Count the lines in the records below that contain the word "hind", and give only that number.

------ SUPPLIED MATERIAL

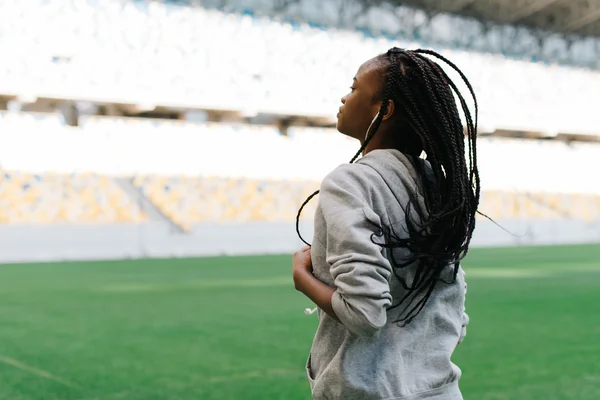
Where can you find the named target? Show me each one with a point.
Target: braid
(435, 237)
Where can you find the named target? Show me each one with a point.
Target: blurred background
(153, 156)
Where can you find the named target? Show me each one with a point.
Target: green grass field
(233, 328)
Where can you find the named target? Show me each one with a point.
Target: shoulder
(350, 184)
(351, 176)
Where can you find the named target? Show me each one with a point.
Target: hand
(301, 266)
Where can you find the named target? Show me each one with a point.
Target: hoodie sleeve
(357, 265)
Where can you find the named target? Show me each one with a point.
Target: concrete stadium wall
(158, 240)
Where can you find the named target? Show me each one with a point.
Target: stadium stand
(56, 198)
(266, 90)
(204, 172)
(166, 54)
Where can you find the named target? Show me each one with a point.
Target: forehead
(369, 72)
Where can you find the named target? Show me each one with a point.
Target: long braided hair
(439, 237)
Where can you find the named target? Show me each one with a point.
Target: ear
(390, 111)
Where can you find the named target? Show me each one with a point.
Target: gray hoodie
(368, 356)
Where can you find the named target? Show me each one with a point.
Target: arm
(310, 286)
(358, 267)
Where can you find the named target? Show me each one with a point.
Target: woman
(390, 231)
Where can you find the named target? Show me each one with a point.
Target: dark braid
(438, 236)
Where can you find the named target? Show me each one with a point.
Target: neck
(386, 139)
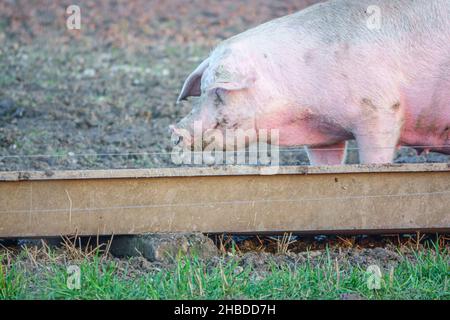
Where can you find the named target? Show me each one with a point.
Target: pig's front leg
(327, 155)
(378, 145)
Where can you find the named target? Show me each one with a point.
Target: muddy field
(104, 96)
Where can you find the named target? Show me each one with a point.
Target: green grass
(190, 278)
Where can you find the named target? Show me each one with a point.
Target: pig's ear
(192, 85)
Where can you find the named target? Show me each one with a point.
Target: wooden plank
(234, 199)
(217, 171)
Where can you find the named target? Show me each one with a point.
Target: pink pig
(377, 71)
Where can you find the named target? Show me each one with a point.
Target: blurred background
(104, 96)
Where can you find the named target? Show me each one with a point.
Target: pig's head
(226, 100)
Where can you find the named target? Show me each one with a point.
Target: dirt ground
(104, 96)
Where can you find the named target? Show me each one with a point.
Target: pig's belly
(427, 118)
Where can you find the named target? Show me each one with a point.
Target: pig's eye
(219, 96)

------------
------ SUPPLIED MATERIAL

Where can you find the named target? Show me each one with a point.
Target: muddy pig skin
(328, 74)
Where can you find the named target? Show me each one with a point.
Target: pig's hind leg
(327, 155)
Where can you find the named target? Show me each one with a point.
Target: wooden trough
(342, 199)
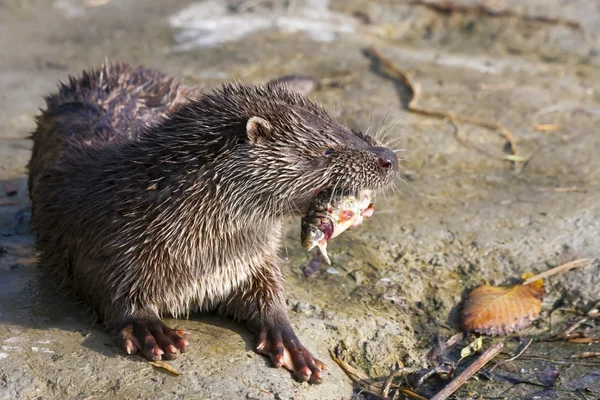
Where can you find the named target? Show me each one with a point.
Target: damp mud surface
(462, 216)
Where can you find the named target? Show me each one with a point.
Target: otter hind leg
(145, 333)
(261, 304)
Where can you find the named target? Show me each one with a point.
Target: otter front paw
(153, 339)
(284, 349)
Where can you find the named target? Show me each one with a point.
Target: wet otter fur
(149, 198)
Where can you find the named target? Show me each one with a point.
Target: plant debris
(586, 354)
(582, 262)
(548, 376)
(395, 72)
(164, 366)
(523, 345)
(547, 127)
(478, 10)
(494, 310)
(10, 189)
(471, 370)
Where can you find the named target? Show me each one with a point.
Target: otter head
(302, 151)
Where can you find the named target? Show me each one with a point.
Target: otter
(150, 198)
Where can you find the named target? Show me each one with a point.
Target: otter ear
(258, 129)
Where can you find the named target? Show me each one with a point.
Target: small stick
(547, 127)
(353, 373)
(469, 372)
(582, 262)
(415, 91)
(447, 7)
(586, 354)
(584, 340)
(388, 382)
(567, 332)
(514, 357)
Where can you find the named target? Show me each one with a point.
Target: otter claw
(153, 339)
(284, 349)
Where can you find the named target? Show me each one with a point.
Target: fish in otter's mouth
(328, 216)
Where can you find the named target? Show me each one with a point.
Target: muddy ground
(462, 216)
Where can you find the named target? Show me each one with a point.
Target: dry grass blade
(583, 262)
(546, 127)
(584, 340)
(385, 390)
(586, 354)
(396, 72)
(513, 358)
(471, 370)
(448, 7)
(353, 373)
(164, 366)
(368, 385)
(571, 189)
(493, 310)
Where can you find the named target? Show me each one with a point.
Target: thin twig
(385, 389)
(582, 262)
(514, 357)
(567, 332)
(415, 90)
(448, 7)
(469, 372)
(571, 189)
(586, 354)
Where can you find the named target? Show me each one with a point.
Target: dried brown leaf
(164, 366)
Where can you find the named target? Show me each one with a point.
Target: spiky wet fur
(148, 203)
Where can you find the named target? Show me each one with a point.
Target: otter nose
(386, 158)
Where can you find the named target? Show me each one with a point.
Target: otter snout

------------
------ SUPPLIED MATERIAL

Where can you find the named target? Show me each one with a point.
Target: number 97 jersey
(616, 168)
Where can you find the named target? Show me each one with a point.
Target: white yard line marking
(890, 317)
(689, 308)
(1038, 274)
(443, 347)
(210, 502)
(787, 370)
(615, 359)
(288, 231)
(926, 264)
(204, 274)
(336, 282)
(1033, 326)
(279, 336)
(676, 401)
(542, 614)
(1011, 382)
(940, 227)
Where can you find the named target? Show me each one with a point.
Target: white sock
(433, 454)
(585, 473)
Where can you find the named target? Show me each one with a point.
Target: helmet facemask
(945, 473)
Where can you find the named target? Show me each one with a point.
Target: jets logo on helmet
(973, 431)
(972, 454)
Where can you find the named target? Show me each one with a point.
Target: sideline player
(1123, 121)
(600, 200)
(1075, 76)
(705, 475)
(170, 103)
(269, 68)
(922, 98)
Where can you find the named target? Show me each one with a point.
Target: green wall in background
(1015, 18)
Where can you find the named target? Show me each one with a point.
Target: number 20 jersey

------------

* EXERCISE ANSWER: 2